● **Exercise details**
Return every one of the items below word for word, in the order given.
** Begin Data in this exercise **
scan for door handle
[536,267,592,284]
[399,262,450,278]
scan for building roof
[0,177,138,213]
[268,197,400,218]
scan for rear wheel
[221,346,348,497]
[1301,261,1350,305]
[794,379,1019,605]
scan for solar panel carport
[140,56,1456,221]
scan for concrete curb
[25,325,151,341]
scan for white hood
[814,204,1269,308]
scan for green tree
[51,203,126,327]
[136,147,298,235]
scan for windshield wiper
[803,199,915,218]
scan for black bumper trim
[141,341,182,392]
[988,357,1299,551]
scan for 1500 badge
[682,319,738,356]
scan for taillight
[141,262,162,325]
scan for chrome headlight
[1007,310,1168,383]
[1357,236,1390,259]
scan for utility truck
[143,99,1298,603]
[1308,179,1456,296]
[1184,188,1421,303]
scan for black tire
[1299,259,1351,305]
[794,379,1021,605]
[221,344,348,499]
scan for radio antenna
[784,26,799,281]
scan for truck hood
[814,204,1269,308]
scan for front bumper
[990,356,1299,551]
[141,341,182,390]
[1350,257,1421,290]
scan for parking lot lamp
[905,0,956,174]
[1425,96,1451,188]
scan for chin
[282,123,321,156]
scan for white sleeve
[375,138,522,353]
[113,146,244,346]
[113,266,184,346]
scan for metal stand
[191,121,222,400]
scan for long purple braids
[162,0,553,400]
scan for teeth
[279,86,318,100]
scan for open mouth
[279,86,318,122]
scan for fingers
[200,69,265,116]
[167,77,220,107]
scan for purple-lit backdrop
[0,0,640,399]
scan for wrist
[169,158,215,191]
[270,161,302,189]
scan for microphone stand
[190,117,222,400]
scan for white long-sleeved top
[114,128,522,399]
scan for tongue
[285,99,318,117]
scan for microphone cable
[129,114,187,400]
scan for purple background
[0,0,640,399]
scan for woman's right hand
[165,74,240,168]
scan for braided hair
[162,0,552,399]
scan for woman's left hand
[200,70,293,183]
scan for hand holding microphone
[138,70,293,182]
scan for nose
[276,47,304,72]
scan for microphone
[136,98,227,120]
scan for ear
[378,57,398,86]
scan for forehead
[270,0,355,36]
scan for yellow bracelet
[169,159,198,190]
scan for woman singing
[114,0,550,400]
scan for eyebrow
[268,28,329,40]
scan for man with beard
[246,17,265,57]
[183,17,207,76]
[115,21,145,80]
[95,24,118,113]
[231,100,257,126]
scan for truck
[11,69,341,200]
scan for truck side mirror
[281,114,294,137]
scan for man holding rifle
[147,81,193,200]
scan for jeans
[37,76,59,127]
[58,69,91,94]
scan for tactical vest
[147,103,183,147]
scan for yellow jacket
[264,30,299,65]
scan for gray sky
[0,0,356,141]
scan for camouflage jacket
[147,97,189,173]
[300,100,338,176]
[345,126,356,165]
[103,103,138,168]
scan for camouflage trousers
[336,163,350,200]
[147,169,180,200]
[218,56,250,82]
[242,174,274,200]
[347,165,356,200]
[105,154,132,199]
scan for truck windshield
** End Data in this exercise **
● **Full solution**
scan for door handle
[536,267,592,284]
[399,262,450,278]
scan for building roof
[0,177,138,213]
[268,197,400,218]
scan for rear wheel
[221,346,348,497]
[1301,261,1350,305]
[794,379,1019,605]
scan for solar panel carport
[140,56,1456,221]
scan for concrete curb
[25,325,151,341]
scan for white hood
[814,204,1269,308]
scan for green tree
[51,203,126,327]
[136,147,298,235]
scan for windshield wiper
[803,199,915,218]
scan for black bumper trim
[141,341,182,392]
[988,357,1299,551]
scan for 1500 badge
[682,319,738,356]
scan for taillight
[141,262,162,325]
scan for chrome headlight
[1007,310,1168,383]
[1357,236,1390,259]
scan for utility truck
[143,99,1298,603]
[1308,179,1456,296]
[1184,188,1421,303]
scan for black tire
[1299,259,1351,305]
[794,379,1021,605]
[221,344,348,499]
scan for radio antenna
[784,26,799,281]
scan for truck hood
[814,204,1269,308]
scan for front bumper
[990,356,1299,551]
[141,341,182,390]
[1350,257,1421,290]
scan for parking lot lamp
[905,0,956,174]
[1425,96,1451,188]
scan for chin
[282,123,321,156]
scan for white sleeve
[375,138,522,353]
[113,146,244,346]
[113,266,184,346]
scan for metal stand
[191,121,222,400]
scan for long purple braids
[162,0,553,400]
scan for teeth
[279,86,318,100]
scan for open mouth
[279,86,318,122]
scan for fingers
[200,69,265,116]
[167,77,220,107]
scan for purple-lit backdrop
[0,0,640,399]
scan for wrist
[169,158,215,191]
[270,161,302,189]
scan for microphone stand
[190,117,222,400]
scan for white long-sleeved top
[114,128,522,399]
scan for tongue
[285,99,318,117]
scan for microphone cable
[129,114,187,400]
scan for purple background
[0,0,640,399]
scan for woman's right hand
[165,74,240,168]
scan for braided hair
[162,0,552,399]
scan for woman's left hand
[200,70,293,183]
scan for hand holding microphone
[138,70,293,182]
scan for nose
[276,47,304,72]
scan for microphone
[136,98,227,120]
scan for ear
[378,57,398,86]
scan for forehead
[270,0,355,36]
scan for yellow bracelet
[169,159,198,190]
scan for woman singing
[114,0,550,400]
scan for eyebrow
[268,28,329,40]
scan for man with beard
[246,17,265,57]
[183,17,207,76]
[115,21,145,80]
[95,24,118,113]
[231,100,257,126]
scan for truck
[11,69,341,200]
scan for truck side mirror
[281,114,294,137]
scan for man holding rifle
[147,81,193,200]
scan for jeans
[37,76,59,127]
[58,69,91,94]
scan for tactical vest
[147,103,183,147]
scan for yellow jacket
[264,30,299,65]
scan for gray sky
[0,0,356,141]
scan for camouflage jacket
[147,97,189,173]
[300,100,338,176]
[345,126,356,165]
[103,103,138,168]
scan for camouflage trousers
[336,163,350,200]
[147,169,180,200]
[218,56,250,82]
[242,174,274,200]
[347,165,356,200]
[105,154,132,199]
scan for truck windshield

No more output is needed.